Airfield information
Runways
| Direction | Length and surface |
| 00/00 | 2,000 yd (1,800 m) Concrete |
| 00/00 | 1,400 yd (1,300 m) Concrete |
| 00/00 | 1,400 yd (1,300 m) Concrete |

= RAF Seighford =

Satellite station located northwest of Stafford, Staffordshire, England

Royal Air Force Seighford or more simply RAF Seighford is a former Royal Air Force satellite station located 3.6 mi northwest of Stafford, Staffordshire, England. The site was opened as a satellite/relief landing ground for RAF Hixon, 7.5 mi to the east.

From 1956 until 1965, the airfield and associated buildings were used by the Boulton Paul Aircraft Company as a testing area for overhauled aircraft.

==History==
- Royal Air Force

Only three units were located at RAF Seighford in its Air Force history and two of those (21 (P)AFU and 30 OTU) were satellite flights of the main units which were based out of RAF Hixon.
- No. 21 (Pilots) Advanced Flying Unit RAF
- No. 23 Heavy Glider Conversion Unit
- No. 30 Operational Training Unit RAF

The main site was ready by 1942, but aircraft operations did not commence until January 1943 when No. 25 OTU at RAF Finningley was disbanded and its aircraft were sent to Hixon and Seighford.

The two main hangars at Seighford were built adjacent to the airfield but across the B5405 road, which ran along the northern edge of the runways. This necessitated closing the road to transport aircraft between the hangars and the runways. This procedure carried on into the Boulton Paul era too.

**Exercise:** Output the full RAF Seighford text word for word, without changing anything.

**Dataset excerpts:**
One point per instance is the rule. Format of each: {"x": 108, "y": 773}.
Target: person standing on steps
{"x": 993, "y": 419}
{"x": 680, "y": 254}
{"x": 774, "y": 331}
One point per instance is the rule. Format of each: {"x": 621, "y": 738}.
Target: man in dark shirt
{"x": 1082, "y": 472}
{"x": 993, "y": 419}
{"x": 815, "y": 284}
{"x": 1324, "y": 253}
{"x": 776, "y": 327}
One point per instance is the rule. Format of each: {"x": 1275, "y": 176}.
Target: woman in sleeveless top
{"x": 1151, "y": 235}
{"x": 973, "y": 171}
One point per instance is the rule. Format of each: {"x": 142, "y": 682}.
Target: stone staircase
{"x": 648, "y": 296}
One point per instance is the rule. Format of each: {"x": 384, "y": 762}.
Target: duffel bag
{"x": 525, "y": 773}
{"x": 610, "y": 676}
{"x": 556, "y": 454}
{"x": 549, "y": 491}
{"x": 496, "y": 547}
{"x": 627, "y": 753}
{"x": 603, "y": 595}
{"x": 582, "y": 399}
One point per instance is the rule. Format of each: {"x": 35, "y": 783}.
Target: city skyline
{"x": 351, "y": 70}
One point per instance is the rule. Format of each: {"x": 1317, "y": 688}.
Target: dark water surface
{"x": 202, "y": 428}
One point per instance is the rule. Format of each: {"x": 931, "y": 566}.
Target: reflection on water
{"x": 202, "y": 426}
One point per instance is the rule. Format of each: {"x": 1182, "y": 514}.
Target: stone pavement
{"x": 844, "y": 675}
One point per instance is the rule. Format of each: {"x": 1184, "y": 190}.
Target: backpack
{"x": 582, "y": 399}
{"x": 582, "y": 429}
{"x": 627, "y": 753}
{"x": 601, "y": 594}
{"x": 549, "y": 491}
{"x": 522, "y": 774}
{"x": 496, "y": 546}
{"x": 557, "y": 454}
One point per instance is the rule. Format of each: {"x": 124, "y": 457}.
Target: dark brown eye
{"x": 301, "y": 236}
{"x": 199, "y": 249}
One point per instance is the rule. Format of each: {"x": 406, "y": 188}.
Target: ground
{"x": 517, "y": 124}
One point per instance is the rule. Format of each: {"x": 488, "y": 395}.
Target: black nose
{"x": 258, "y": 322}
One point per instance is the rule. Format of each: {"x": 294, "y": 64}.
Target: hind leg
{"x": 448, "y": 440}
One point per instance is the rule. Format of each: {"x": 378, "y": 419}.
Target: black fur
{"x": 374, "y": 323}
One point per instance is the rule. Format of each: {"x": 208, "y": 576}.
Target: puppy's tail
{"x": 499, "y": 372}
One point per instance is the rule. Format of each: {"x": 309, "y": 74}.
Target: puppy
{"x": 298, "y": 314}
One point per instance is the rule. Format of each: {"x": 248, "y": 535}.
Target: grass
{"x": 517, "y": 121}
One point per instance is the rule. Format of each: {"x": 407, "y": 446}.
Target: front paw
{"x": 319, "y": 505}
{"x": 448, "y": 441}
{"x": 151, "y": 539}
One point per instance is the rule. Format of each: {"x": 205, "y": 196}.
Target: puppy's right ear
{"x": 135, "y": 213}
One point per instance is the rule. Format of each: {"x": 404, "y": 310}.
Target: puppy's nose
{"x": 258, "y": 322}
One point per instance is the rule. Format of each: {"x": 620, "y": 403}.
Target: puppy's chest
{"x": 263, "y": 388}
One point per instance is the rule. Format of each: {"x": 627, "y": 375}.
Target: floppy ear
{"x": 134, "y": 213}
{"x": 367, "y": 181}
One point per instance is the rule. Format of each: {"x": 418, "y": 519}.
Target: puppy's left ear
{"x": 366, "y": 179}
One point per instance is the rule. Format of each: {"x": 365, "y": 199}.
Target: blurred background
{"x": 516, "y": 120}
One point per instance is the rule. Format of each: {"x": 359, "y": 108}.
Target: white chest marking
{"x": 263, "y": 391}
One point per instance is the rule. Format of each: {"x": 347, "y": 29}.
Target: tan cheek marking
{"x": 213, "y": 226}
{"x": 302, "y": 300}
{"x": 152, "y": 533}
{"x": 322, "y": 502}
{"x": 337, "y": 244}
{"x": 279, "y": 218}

**Response to the task:**
Airfield information
Runways
| Direction | Length and surface |
| 00/00 | 2,000 yd (1,800 m) Concrete |
| 00/00 | 1,400 yd (1,300 m) Concrete |
| 00/00 | 1,400 yd (1,300 m) Concrete |

= RAF Seighford =

Satellite station located northwest of Stafford, Staffordshire, England

Royal Air Force Seighford or more simply RAF Seighford is a former Royal Air Force satellite station located 3.6 mi northwest of Stafford, Staffordshire, England. The site was opened as a satellite/relief landing ground for RAF Hixon, 7.5 mi to the east.

From 1956 until 1965, the airfield and associated buildings were used by the Boulton Paul Aircraft Company as a testing area for overhauled aircraft.

==History==
- Royal Air Force

Only three units were located at RAF Seighford in its Air Force history and two of those (21 (P)AFU and 30 OTU) were satellite flights of the main units which were based out of RAF Hixon.
- No. 21 (Pilots) Advanced Flying Unit RAF
- No. 23 Heavy Glider Conversion Unit
- No. 30 Operational Training Unit RAF

The main site was ready by 1942, but aircraft operations did not commence until January 1943 when No. 25 OTU at RAF Finningley was disbanded and its aircraft were sent to Hixon and Seighford.

The two main hangars at Seighford were built adjacent to the airfield but across the B5405 road, which ran along the northern edge of the runways. This necessitated closing the road to transport aircraft between the hangars and the runways. This procedure carried on into the Boulton Paul era too.